→ What you will do
Rewrite the listing below, replacing every "instance" with "occurrence" and leaving everything else unchanged.
☆ ☆ ☆
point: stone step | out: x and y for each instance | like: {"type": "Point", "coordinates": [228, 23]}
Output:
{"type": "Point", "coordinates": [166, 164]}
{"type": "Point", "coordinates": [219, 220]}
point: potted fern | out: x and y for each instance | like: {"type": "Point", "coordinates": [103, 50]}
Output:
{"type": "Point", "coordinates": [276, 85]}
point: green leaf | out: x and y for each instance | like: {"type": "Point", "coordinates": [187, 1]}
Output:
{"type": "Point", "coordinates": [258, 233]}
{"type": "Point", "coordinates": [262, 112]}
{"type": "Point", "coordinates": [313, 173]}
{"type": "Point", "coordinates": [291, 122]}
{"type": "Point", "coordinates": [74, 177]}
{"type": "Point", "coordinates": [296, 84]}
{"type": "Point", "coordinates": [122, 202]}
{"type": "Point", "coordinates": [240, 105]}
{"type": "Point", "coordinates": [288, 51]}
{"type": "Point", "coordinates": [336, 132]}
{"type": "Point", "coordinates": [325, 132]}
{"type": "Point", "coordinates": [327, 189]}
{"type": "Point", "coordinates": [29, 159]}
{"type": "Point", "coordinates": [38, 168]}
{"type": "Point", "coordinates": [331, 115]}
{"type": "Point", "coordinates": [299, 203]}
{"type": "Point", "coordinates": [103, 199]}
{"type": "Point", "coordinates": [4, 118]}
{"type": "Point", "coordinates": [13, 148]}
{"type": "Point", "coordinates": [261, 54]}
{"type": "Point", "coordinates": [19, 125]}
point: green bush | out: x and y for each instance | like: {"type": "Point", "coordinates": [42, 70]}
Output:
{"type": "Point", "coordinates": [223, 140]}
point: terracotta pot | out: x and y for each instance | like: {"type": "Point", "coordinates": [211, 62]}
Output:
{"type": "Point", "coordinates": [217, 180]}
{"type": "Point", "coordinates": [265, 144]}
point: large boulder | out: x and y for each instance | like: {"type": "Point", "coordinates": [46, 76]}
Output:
☆ ☆ ☆
→ Solution
point: stone step | out: x and y for each occurrence | like: {"type": "Point", "coordinates": [228, 23]}
Output:
{"type": "Point", "coordinates": [166, 164]}
{"type": "Point", "coordinates": [219, 220]}
point: potted fern | out: x and y for each occurrence | like: {"type": "Point", "coordinates": [103, 50]}
Output:
{"type": "Point", "coordinates": [276, 85]}
point: green leaf | out: x and y for each occurrence | like: {"type": "Point", "coordinates": [187, 1]}
Output:
{"type": "Point", "coordinates": [258, 233]}
{"type": "Point", "coordinates": [262, 112]}
{"type": "Point", "coordinates": [313, 173]}
{"type": "Point", "coordinates": [291, 122]}
{"type": "Point", "coordinates": [74, 177]}
{"type": "Point", "coordinates": [296, 84]}
{"type": "Point", "coordinates": [122, 202]}
{"type": "Point", "coordinates": [240, 105]}
{"type": "Point", "coordinates": [288, 51]}
{"type": "Point", "coordinates": [336, 132]}
{"type": "Point", "coordinates": [325, 132]}
{"type": "Point", "coordinates": [327, 189]}
{"type": "Point", "coordinates": [29, 159]}
{"type": "Point", "coordinates": [38, 168]}
{"type": "Point", "coordinates": [331, 115]}
{"type": "Point", "coordinates": [299, 203]}
{"type": "Point", "coordinates": [103, 199]}
{"type": "Point", "coordinates": [4, 118]}
{"type": "Point", "coordinates": [13, 148]}
{"type": "Point", "coordinates": [261, 54]}
{"type": "Point", "coordinates": [19, 125]}
point: green bush | out: x and y for each occurrence | like: {"type": "Point", "coordinates": [42, 70]}
Output:
{"type": "Point", "coordinates": [223, 140]}
point: terracotta pot | out: x and y for each occurrence | like: {"type": "Point", "coordinates": [211, 62]}
Output:
{"type": "Point", "coordinates": [217, 180]}
{"type": "Point", "coordinates": [265, 144]}
point: large boulder | out: x and y for each occurrence | like: {"type": "Point", "coordinates": [46, 76]}
Output:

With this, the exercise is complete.